Reproduce all of the data below word for word, leaving out the pictures.

Supplied entries.
+++

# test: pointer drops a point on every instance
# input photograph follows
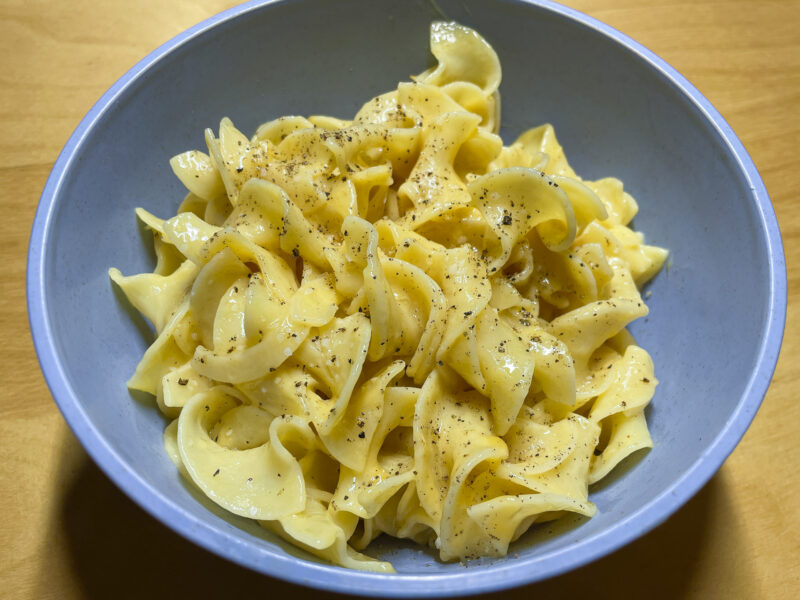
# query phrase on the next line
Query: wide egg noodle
(396, 324)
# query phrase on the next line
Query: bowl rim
(328, 577)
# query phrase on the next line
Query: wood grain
(66, 532)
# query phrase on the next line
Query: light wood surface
(67, 532)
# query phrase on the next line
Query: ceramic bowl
(717, 310)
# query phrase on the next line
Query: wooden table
(67, 532)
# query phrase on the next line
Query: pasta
(396, 324)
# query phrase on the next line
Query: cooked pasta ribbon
(396, 324)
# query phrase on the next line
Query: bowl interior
(615, 116)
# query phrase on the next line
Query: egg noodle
(396, 324)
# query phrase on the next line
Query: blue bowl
(717, 314)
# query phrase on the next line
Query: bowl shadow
(111, 548)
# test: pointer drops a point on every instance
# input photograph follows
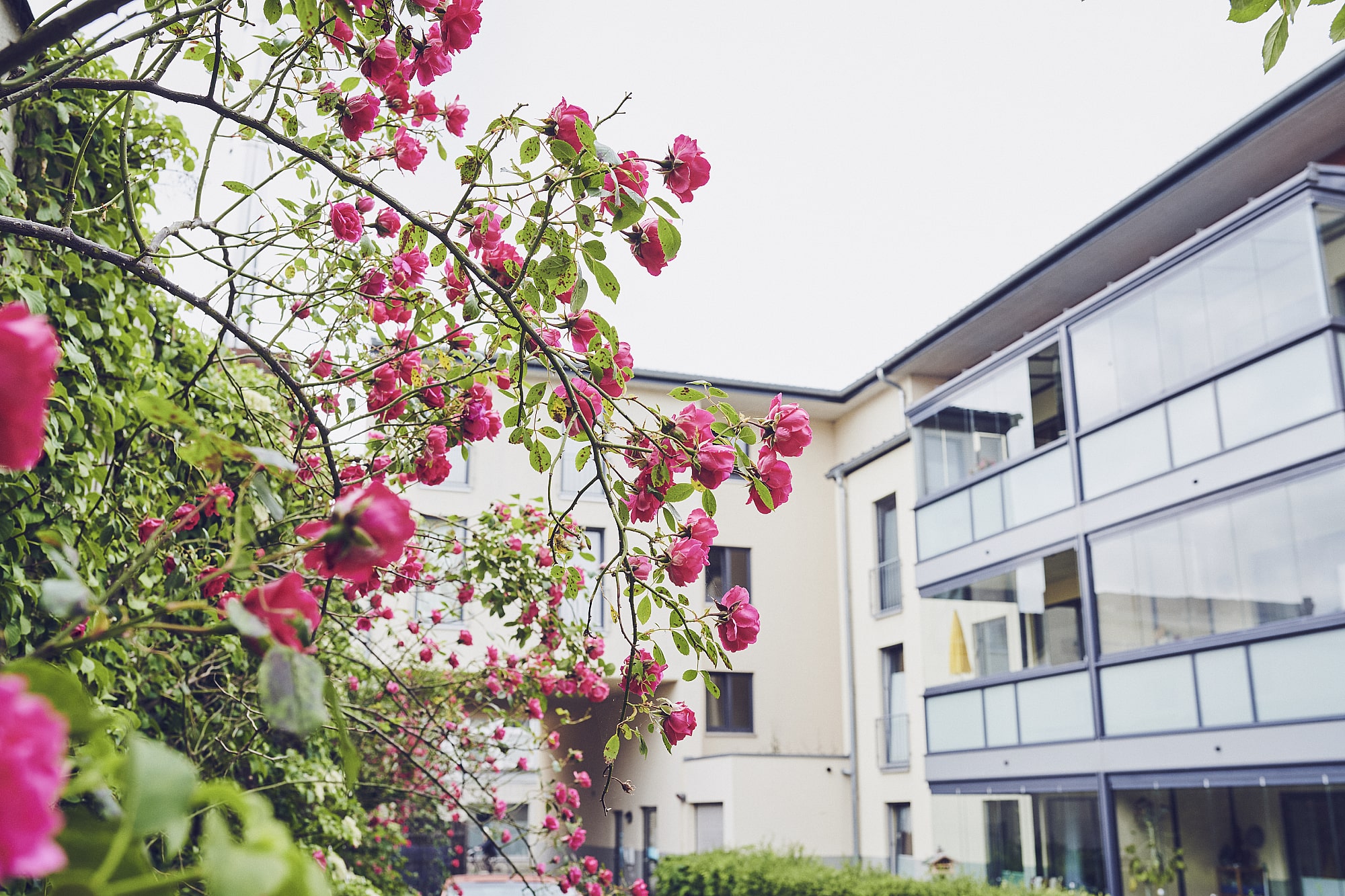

+++

Answer to the exercise.
# test: pointer drops a point on every instance
# input photograph follows
# query phrase on the next line
Query: wide egg noodle
(396, 324)
# query phrase on the next line
Query: bowl rim
(328, 577)
# query phrase on the next line
Query: wood grain
(66, 532)
# query phrase on the next line
Query: light wood surface
(67, 532)
# query phrase on the next line
Query: ceramic bowl
(717, 310)
# query phrase on the next line
Query: wooden table
(67, 532)
# query phrase on the next line
Query: pasta
(396, 324)
# query phrase on the next line
Query: cooked pasta ribbon
(396, 324)
# query phrase on the next line
Query: bowl interior
(615, 116)
# query phrase on the next line
Query: egg noodle
(396, 324)
# query phrase on the next line
Query: blue bowl
(717, 314)
# query phrase on the next line
Query: bowl shadow
(111, 548)
# test: pointer drops a point on every instance
# input photograph follows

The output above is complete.